▶ _EXCERPT TO READ_:
--- START ---

Interplay between Epigenetics and Genetics in Cancer

Abstract

Genomic instability, which occurs through both genetic mechanisms (underlying inheritable phenotypic variations caused by DNA sequence-dependent alterations, such as mutation, deletion, insertion, inversion, translocation, and chromosomal aneuploidy) and epigenomic aberrations (underlying inheritable phenotypic variations caused by DNA sequence-independent alterations caused by a change of chromatin structure, such as DNA methylation and histone modifications), is known to promote tumorigenesis and tumor progression. Mechanisms involve both genomic instability and epigenomic aberrations that lose or gain the function of genes that impinge on tumor suppression/prevention or oncogenesis. Growing evidence points to an epigenome-wide disruption that involves large-scale DNA hypomethylation but specific hypermethylation of tumor suppressor genes, large blocks of aberrant histone modifications, and abnormal miRNA expression profile. Emerging molecular details regarding the modulation of these epigenetic events in cancer are used to illustrate the alterations of epigenetic molecules, and their consequent malfunctions could contribute to cancer biology. More recently, intriguing evidence supporting that genetic and epigenetic mechanisms are not separate events in cancer has been emerging; they intertwine and take advantage of each other during tumorigenesis. In addition, we discuss the collusion between epigenetics and genetics mediated by heterochromatin protein 1, a major component of heterochromatin, in order to maintain genome integrity.

Keywords: epigenomics; genetics; heterochromatin-specific nonhistone chromosomal protein HP-1; neoplasms.

Fig. 1

On the road to cancer: genomic instability. Failure of DNA damage responses that conduct surveillance and checkpoints to guard genome causes genomic instability, the most common characteristic of human cancers. It has therefore been proposed that genomic instability contributes to and drives tumor initiation and development. Defects in the DNA damage responses generate genomic instability and facilitate tumorigenesis.

Fig. 2

Epigenetic mechanisms. Variations in chromatin structure but not DNA sequences modulate the use of the genome by 1) DNA methylation, 2) histone modifications (methylation, phosphorylation, and acetylation), 3) histone variant composition (dark), 4) chromatin remodeling (sparse or dense nucleosome occupancy), and noncoding RNAs.

Fig. 3

Epigenetic silencing is more frequent that mutations in cancer cells. In cancer cells, hundreds to thousands of genes are hypermethylated (DNA methylation), histone codes at more than thousands of genes are aberrantly modified via histone modifications or histone variant compositions, and miRNA expression is dysregulated, while tens of genes are affected by mutations. Both epigenetic silencing and inactivating mutations or deletions result in gene inactivation.

Fig. 4

(A) Heterochromatin protein 1 (HP1) paralogs in human. Amino acid sequence alignment of HP1α, β, and γ. (B) A schematic diagram of the HP1γ polypeptide. The HP1γ polypeptide has an N-terminal chromodomain, a hinge domain, and C-terminal chromoshadow domain.

Fig. 5

Interactions of heterochromatin protein 1 (HP1) with a diversity of proteins and its possible roles (references in parentheses). The putative cellular functions of protein-protein interactions of HP1 are shown in circles. Some of their biological significance is not yet clarified. Only the proteins that have been shown to interact with HP1 in vivo are listed here.

--- END ---

▶ _DATASET CONTENT_:
--- START ---

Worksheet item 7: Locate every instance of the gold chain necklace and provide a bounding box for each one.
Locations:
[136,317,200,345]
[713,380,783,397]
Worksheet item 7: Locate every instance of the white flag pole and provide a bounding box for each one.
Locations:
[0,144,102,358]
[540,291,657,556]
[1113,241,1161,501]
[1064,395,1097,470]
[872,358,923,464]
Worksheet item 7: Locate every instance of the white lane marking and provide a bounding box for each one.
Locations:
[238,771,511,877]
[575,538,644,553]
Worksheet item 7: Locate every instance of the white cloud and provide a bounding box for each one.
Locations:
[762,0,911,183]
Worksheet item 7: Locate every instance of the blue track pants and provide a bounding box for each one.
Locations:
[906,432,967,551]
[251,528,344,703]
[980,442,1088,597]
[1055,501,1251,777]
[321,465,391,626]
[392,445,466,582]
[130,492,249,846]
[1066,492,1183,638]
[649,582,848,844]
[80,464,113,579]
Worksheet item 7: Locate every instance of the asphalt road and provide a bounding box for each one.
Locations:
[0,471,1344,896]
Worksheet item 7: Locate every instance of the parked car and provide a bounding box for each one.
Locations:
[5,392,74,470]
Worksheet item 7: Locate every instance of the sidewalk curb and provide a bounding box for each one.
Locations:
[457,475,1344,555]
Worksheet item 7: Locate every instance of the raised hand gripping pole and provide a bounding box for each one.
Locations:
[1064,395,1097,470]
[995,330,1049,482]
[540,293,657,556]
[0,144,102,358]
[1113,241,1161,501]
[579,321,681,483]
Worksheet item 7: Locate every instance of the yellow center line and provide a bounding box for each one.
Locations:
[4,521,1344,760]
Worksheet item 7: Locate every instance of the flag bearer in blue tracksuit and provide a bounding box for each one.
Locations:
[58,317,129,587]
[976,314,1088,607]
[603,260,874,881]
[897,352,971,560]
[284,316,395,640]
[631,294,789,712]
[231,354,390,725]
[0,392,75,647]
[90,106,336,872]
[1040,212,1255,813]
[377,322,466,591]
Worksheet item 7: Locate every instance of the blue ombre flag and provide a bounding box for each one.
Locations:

--- END ---

▶ _ACTION ITEM_: Translate this sentence from the text on epigenetics and genetics in cancer into Spanish: "Both epigenetic silencing and inactivating mutations or deletions result in gene inactivation."

▶ _RESPONSE AREA_: Tanto el silenciamiento epigenético como las mutaciones inactivadoras o las deleciones provocan la inactivación de genes.